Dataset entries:
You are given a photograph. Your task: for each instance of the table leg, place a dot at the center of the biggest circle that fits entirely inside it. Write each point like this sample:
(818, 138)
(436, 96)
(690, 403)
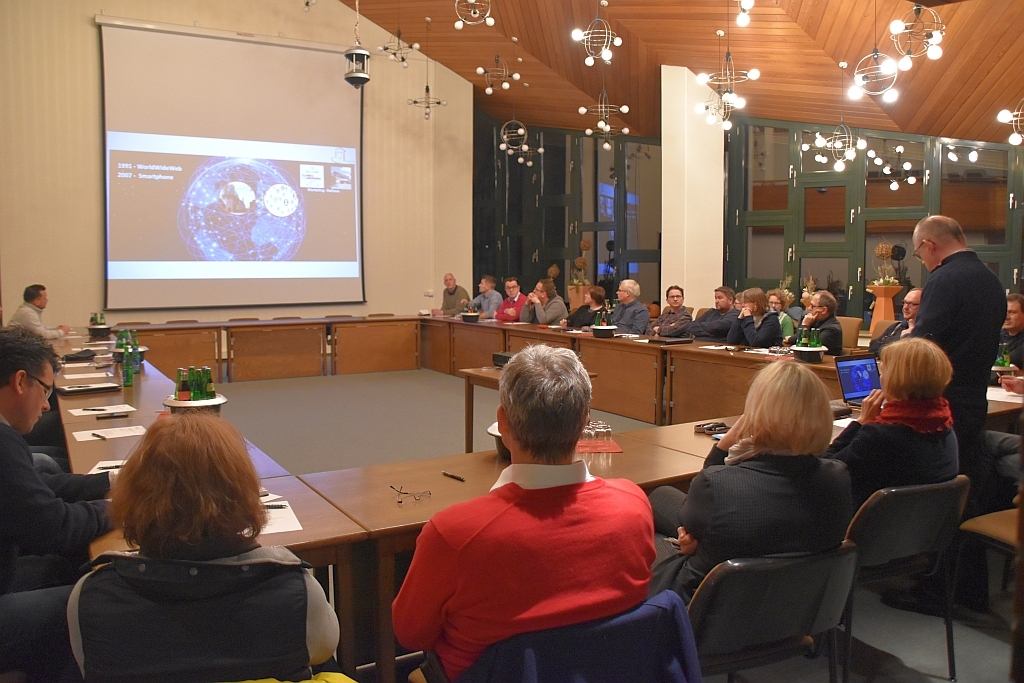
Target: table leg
(343, 593)
(469, 416)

* **Exercise**:
Word for word, give the entries above again, with no images included.

* **Exercise result**:
You are given a photograph. Your task: for each instance of the table leg, place a dot at the center of the biggest circle that fits entirely inside it. Write each point like this sample:
(818, 138)
(436, 96)
(690, 403)
Target: table leg
(343, 593)
(469, 416)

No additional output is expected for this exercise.